__Exercise goal__:
From the material beneath, pull every line with the word "gold".

__Records to process__:
——————————

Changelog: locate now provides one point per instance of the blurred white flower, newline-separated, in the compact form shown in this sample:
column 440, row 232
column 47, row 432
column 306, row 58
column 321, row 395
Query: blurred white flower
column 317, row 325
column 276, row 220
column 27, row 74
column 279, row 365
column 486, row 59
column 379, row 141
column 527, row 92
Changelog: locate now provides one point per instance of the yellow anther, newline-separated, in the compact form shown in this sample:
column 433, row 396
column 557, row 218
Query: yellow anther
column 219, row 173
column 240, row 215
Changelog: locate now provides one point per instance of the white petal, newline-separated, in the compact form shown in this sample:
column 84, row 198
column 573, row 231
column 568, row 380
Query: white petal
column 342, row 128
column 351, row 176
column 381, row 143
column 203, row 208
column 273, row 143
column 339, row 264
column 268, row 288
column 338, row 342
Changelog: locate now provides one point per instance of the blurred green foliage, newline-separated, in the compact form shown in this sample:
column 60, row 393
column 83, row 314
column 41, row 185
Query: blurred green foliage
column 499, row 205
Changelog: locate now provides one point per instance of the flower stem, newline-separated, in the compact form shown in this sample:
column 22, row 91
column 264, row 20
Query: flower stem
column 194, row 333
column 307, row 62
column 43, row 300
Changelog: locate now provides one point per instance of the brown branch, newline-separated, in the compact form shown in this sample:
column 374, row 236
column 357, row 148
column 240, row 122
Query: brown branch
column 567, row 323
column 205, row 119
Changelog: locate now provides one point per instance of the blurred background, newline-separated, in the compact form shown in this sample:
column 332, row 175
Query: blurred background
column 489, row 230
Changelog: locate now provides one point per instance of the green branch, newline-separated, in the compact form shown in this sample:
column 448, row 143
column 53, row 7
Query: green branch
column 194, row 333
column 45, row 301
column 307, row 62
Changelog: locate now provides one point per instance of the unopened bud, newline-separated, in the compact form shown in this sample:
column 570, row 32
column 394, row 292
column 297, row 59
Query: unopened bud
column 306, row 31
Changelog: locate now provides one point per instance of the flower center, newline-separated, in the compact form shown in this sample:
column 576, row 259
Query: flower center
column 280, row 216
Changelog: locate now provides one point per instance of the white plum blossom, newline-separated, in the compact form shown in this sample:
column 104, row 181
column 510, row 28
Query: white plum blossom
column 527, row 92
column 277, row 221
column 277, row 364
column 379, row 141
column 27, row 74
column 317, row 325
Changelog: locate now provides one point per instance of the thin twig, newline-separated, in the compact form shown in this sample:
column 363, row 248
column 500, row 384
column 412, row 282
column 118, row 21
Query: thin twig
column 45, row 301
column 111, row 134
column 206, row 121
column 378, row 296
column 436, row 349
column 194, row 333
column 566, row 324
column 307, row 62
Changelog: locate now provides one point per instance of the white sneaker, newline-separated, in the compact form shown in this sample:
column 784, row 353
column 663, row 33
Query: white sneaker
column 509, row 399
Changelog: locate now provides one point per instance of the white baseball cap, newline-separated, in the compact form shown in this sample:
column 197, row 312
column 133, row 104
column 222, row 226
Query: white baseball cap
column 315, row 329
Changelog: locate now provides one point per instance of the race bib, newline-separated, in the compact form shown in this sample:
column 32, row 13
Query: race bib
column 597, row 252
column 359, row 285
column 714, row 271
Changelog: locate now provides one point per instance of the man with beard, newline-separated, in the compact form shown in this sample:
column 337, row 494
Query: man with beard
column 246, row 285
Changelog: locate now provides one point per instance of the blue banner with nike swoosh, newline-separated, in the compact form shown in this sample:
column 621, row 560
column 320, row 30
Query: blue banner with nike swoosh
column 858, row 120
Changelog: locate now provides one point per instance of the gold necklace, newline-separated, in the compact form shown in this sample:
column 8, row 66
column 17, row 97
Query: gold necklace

——————————

__Written solution__:
Changelog: locate now provides one point per instance of the gold necklace, newline-separated, in the compact form shown in this sample:
Query: gold necklace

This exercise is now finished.